Data shown:

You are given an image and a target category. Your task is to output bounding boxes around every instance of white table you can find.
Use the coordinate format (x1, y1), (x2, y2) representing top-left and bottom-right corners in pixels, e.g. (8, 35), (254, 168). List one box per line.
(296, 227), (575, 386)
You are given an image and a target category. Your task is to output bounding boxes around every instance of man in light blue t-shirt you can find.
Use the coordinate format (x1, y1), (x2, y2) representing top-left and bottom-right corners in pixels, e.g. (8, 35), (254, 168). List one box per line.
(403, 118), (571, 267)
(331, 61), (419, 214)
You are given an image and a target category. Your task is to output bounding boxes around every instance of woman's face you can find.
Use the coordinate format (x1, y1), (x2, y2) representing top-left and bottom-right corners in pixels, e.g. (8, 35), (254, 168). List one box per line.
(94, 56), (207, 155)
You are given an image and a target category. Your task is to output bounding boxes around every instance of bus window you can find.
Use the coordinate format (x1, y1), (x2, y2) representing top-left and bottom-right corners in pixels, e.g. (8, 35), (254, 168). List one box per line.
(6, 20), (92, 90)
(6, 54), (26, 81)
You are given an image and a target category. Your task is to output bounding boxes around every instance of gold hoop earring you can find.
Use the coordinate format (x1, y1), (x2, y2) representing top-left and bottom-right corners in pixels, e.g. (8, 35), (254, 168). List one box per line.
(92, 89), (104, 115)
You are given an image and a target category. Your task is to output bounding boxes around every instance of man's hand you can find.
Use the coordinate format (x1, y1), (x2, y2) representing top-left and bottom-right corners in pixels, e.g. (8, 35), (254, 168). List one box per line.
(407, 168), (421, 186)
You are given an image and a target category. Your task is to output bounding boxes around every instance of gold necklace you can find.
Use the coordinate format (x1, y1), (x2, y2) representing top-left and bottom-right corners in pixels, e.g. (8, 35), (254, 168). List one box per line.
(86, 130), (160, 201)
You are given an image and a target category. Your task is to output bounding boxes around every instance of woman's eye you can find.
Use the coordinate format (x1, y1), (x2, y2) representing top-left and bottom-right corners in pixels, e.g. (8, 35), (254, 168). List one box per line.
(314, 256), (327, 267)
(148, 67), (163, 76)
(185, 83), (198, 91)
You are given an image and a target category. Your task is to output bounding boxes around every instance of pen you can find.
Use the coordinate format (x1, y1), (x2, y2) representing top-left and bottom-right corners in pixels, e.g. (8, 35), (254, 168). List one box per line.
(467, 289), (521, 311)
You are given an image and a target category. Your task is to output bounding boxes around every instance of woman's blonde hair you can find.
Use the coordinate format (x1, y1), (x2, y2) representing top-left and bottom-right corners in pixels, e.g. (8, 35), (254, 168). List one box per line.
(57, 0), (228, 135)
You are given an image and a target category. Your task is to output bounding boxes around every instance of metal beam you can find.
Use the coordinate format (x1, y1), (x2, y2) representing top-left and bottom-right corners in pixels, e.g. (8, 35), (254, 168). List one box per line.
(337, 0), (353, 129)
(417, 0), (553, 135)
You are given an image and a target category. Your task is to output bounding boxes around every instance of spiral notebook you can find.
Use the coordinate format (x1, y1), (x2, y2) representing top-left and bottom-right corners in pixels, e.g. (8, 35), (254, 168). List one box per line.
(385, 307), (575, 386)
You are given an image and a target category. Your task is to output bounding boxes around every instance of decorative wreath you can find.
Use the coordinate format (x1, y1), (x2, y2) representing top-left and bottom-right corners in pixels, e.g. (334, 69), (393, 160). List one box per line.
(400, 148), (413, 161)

Exercise: Rescale the stretch of material from its start through the line containing "(94, 56), (207, 155)", both ends included, by writing out every line again, requests too, with each box coordinate in the answers multiplied by 0.4 and rounded to a whole number, halves up. Leave the sample coordinates inside the requests unchanged.

Right answer:
You are given an image and a target category. Your task is to output bounding boxes around every instance of white table you can find.
Use the coordinate format (x1, y1), (x2, y2) representing top-left and bottom-right corners in pixels, e.g. (8, 35), (254, 168). List one box per line.
(118, 91), (230, 154)
You are given an image and a target category. Your task is to output bounding boxes around every instance of man in light blue t-shirt you can find.
Use the coordinate format (x1, y1), (x2, y2) representing top-left and bottom-right corners in pixels, e.g. (8, 35), (254, 168). List one box per line.
(161, 47), (228, 107)
(132, 24), (168, 86)
You are given an image and a target category. Your task is to output bounding boxes around every instance of woman's face you can find.
Use the coordinate format (x1, y1), (x2, y2) representing top-left and bottom-right corners in pixels, e.g. (8, 35), (254, 168). List one box per line.
(38, 22), (83, 62)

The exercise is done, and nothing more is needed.